To complete this task, print all the data below exactly but leave out the images.

------ RECORDS

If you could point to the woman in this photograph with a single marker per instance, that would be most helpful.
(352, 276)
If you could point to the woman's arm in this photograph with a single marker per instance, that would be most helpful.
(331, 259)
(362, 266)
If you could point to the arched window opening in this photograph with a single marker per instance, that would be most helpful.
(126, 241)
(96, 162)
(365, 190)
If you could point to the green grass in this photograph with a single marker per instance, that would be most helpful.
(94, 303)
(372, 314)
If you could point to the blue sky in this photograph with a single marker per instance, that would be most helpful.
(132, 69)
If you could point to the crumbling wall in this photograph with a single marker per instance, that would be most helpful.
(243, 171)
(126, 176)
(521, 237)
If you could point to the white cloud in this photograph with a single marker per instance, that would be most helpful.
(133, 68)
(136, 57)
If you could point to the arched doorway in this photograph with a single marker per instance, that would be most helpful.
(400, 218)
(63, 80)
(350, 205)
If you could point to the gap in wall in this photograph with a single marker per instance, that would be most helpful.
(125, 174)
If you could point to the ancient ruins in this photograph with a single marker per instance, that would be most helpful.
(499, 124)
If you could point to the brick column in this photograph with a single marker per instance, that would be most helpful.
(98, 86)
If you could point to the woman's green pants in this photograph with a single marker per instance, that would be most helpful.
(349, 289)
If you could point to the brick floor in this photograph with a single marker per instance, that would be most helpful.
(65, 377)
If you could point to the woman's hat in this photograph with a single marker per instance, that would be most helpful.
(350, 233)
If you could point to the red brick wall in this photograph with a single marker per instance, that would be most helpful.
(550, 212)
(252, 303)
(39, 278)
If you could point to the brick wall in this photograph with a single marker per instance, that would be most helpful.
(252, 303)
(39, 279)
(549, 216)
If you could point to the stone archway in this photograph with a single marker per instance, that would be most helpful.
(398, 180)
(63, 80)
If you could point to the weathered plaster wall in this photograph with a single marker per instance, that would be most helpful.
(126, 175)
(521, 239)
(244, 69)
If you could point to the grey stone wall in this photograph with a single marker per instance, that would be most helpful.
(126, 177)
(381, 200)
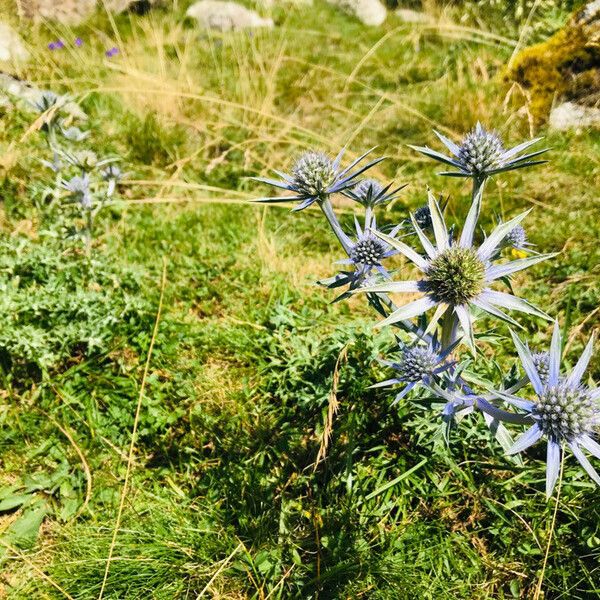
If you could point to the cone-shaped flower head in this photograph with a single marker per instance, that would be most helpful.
(418, 364)
(423, 217)
(79, 187)
(541, 360)
(566, 411)
(456, 276)
(365, 253)
(481, 153)
(314, 177)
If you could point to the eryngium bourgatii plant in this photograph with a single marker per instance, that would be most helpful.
(460, 273)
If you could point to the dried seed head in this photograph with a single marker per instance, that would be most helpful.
(564, 411)
(417, 363)
(480, 151)
(368, 250)
(313, 173)
(455, 277)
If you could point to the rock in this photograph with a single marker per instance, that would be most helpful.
(31, 95)
(564, 67)
(75, 12)
(68, 12)
(569, 115)
(369, 12)
(139, 7)
(413, 16)
(12, 48)
(226, 16)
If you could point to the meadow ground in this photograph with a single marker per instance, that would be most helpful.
(223, 496)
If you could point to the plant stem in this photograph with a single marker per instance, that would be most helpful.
(335, 225)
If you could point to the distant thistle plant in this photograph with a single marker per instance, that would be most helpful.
(481, 154)
(458, 269)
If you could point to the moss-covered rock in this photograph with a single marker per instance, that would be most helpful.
(565, 66)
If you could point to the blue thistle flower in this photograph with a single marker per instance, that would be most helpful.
(455, 276)
(370, 193)
(418, 364)
(566, 411)
(481, 154)
(423, 217)
(314, 177)
(365, 253)
(79, 188)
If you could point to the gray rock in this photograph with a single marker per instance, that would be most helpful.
(413, 16)
(12, 48)
(569, 115)
(226, 16)
(68, 12)
(29, 94)
(369, 12)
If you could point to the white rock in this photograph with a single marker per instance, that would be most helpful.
(573, 116)
(68, 12)
(370, 12)
(226, 16)
(11, 45)
(413, 16)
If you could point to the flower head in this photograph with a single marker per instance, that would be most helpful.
(365, 254)
(454, 275)
(79, 187)
(423, 217)
(481, 153)
(565, 411)
(418, 364)
(314, 177)
(370, 193)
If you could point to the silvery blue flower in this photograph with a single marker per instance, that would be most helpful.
(79, 187)
(481, 154)
(423, 217)
(314, 177)
(370, 193)
(517, 239)
(455, 276)
(365, 253)
(418, 364)
(565, 412)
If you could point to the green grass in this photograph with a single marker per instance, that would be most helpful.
(224, 498)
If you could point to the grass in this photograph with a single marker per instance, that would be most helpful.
(224, 499)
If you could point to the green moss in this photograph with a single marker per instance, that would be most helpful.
(560, 66)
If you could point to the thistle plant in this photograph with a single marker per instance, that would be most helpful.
(456, 276)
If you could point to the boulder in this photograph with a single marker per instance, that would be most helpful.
(12, 48)
(68, 12)
(74, 12)
(413, 16)
(569, 115)
(226, 16)
(369, 12)
(566, 67)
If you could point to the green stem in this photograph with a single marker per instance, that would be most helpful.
(327, 209)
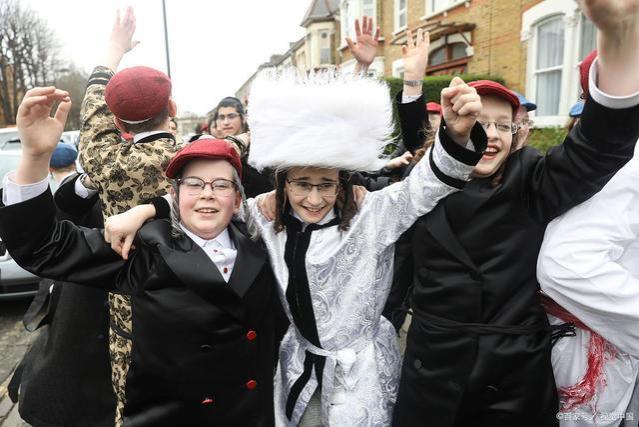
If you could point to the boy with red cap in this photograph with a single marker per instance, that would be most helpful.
(479, 346)
(203, 298)
(135, 101)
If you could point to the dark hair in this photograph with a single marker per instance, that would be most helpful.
(345, 201)
(232, 102)
(152, 124)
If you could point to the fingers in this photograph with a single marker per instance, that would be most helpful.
(350, 43)
(409, 39)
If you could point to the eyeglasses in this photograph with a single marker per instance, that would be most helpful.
(528, 123)
(303, 188)
(230, 116)
(505, 127)
(194, 186)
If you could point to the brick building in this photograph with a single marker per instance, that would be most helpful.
(534, 45)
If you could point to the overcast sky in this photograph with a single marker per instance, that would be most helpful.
(215, 45)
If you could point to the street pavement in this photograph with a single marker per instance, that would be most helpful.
(14, 342)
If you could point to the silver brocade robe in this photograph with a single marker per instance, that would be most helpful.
(349, 275)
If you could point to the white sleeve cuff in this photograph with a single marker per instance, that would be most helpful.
(609, 101)
(82, 191)
(407, 99)
(14, 193)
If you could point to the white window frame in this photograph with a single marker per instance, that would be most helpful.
(397, 13)
(531, 19)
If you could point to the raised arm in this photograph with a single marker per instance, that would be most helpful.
(411, 103)
(443, 170)
(604, 140)
(99, 137)
(587, 261)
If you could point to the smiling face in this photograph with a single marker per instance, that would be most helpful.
(314, 205)
(228, 122)
(207, 214)
(498, 111)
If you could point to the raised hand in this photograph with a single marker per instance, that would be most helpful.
(39, 132)
(618, 36)
(415, 55)
(364, 49)
(121, 38)
(461, 106)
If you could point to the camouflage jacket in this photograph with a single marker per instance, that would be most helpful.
(124, 173)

------------

ANSWER BOX:
If you could point to the woman in this photograph with a single marker per instance, that would be most helpful.
(352, 276)
If you could point to the woman's arm in this photograph with a single marker per instance, that would be most helpful.
(331, 259)
(362, 266)
If you could point to the arched window opening in this photograph with a single marker per instance, that would be most helpful.
(126, 241)
(96, 162)
(365, 190)
If you could point to the green grass in this photograph with a single marker per instance, that would be most helpful.
(94, 303)
(372, 314)
If you could point to the blue sky in this photograph with a single marker per instance, that would be most helpful.
(132, 69)
If you could point to the crumbling wall in this photograph with a single marker per instance, that would be most helpful.
(243, 171)
(126, 176)
(521, 237)
If you could point to the white cloud in this photograph with a single marker per instance, that would be most helpful.
(133, 68)
(136, 57)
If you could point to the arched doorway in this photograph with a single marker per instance, that would be most helpful.
(400, 218)
(63, 80)
(350, 205)
If you could point to the gap in wall in this photograph with a single marker per instance, that would be most helpful.
(125, 174)
If you could point to the ancient ruins in this photograph with a single marker per instance, that would be most helpful.
(499, 124)
If you could point to the brick column in this photograph with a single marker per instance, that would be most helpful.
(98, 86)
If you could point to the woman's green pants in this photograph with a single marker per instance, that would be most helpful.
(349, 289)
If you could point to the brick floor in this photograph with a single marker per instance, that would be most helpful.
(65, 377)
If you could point to the woman's hat in this photograph with a single marker per instance, that would be most helpful.
(350, 233)
If you could point to the red brick wall in this photograph with a single marker per instance, that would be most helpful.
(550, 212)
(252, 303)
(39, 278)
If you could point to the brick wall in this photograph with a single marker per instance, that would be most helpful.
(252, 303)
(39, 279)
(549, 216)
If you could point to the stone archway in this photograph with a single marker per instance, that would be most helpful.
(398, 180)
(63, 80)
If you could point to the weathered plaster wall in this photograph with a single marker per instance, that would be most helpful.
(126, 175)
(521, 239)
(244, 69)
If you could point to the grey stone wall in this photograph with a single marker per instance, that would be most helpful.
(126, 177)
(381, 200)
If you could point to the cone-shaped flower head in this photograph with a single marker per instance, that would be most helpful.
(418, 364)
(423, 217)
(79, 187)
(541, 360)
(566, 411)
(456, 276)
(365, 253)
(481, 153)
(314, 177)
If you could point to the eryngium bourgatii plant in this photograph with a single marker per instance, that would be most helpful.
(460, 273)
If you could point to the dried seed head in this photograph with a single marker per instance, that would be most helpful.
(564, 411)
(417, 363)
(480, 151)
(368, 250)
(313, 173)
(455, 277)
If you could point to the rock in this photograph with a single marker per instance, that would be most helpful.
(31, 95)
(564, 67)
(75, 12)
(68, 12)
(569, 115)
(369, 12)
(139, 7)
(413, 16)
(12, 48)
(226, 16)
If you could point to the meadow ground in this photograph with a single marker per instance, that would be most helpful.
(223, 496)
If you could point to the plant stem in this photograph with a single marker per instance, that would be most helpful.
(335, 225)
If you could point to the distant thistle plant in this photograph with a single marker per instance, that would be most helpful.
(481, 154)
(458, 269)
If you could point to the moss-covered rock in this photograph with a single marker per instance, that would be most helpful.
(565, 66)
If you could point to the blue thistle flower in this photograph with a single marker per instance, that would be most helpful.
(455, 276)
(370, 193)
(418, 364)
(566, 411)
(481, 154)
(423, 217)
(314, 177)
(365, 253)
(79, 188)
If you could point to the gray rock in this photograph with a single marker per instance, that would be most helpful.
(413, 16)
(12, 48)
(569, 115)
(226, 16)
(68, 12)
(29, 94)
(369, 12)
If you could point to the white rock in this photograph with a single marker per instance, that would be most helpful.
(573, 116)
(68, 12)
(370, 12)
(226, 16)
(11, 45)
(413, 16)
If you could point to the flower head in this photograph with a single marker per instance, that would be most helpful.
(365, 254)
(454, 275)
(79, 187)
(423, 217)
(481, 153)
(565, 411)
(418, 364)
(314, 177)
(370, 193)
If you could point to the silvery blue flower in this photograph with a single marker per instance, that would be most helpful.
(79, 187)
(481, 154)
(423, 217)
(314, 177)
(370, 193)
(517, 239)
(455, 276)
(365, 253)
(418, 364)
(565, 412)
If you could point to the green grass in this photograph with a single marker per instance, that would be most helpful.
(224, 498)
If you could point to the grass in this photograph with a single marker per instance, that would be most helpful.
(224, 499)
If you could point to the green moss in this photograph with a single marker per instance, that would be most helpful.
(560, 66)
If you could point to the thistle plant in this photograph with a single marker per instance, that would be most helpful.
(456, 276)
If you could point to the boulder in this photograph with a single marker per instance, that would be most helpful.
(12, 48)
(68, 12)
(74, 12)
(413, 16)
(569, 115)
(226, 16)
(369, 12)
(566, 67)
If you could point to the green stem in this photograph with a single marker per instance, that would be most helpful.
(327, 209)
If you could point to the boy with red cap in this photograph with a single marker per instance, that would be most helpful.
(479, 346)
(203, 298)
(135, 101)
If you could point to the dark hair in this photograph with a single marker per instance, that would be most helpful.
(345, 201)
(232, 102)
(152, 124)
If you could point to the fingers in this photograph with a single marker per instance, that would be most helpful.
(350, 43)
(409, 39)
If you could point to the eyeglasses in this photograph with a single marker per instance, that would be most helpful.
(528, 123)
(303, 188)
(230, 116)
(505, 127)
(194, 186)
If you could point to the brick building in this photograph with a single marker per instance, that would be most helpful.
(534, 45)
If you could point to the overcast sky in this photograph with a single marker per instance, that would be most helpful.
(215, 45)
If you could point to the street pavement in this photograph with a single marker per instance, that would be most helpful.
(14, 342)
If you could point to the silver brocade robe in this photograph with a single marker per instance, that would be most helpful.
(349, 275)
If you could point to the white sleeve cuff in this photograph with a single marker per instance, that would be most helpful.
(609, 101)
(82, 191)
(407, 99)
(14, 193)
If you could point to the white window frame in this photograph with a single marker per instance, that would be most helpful.
(397, 13)
(531, 19)
If you could point to the raised arm in this photograph with a single marker per instance, that would be most helpful.
(411, 103)
(443, 170)
(604, 140)
(99, 137)
(587, 261)
If you could point to the smiling face in this photograph with a single marker per instance, that would be most helpful.
(314, 205)
(228, 122)
(207, 214)
(498, 111)
If you could point to the raised hand in this photograph with a single marker per instance, that would be most helpful.
(39, 132)
(618, 36)
(415, 55)
(364, 49)
(121, 38)
(461, 106)
If you could point to the camouflage jacket in this photograph with a single marker per instance, that would be most helpful.
(124, 173)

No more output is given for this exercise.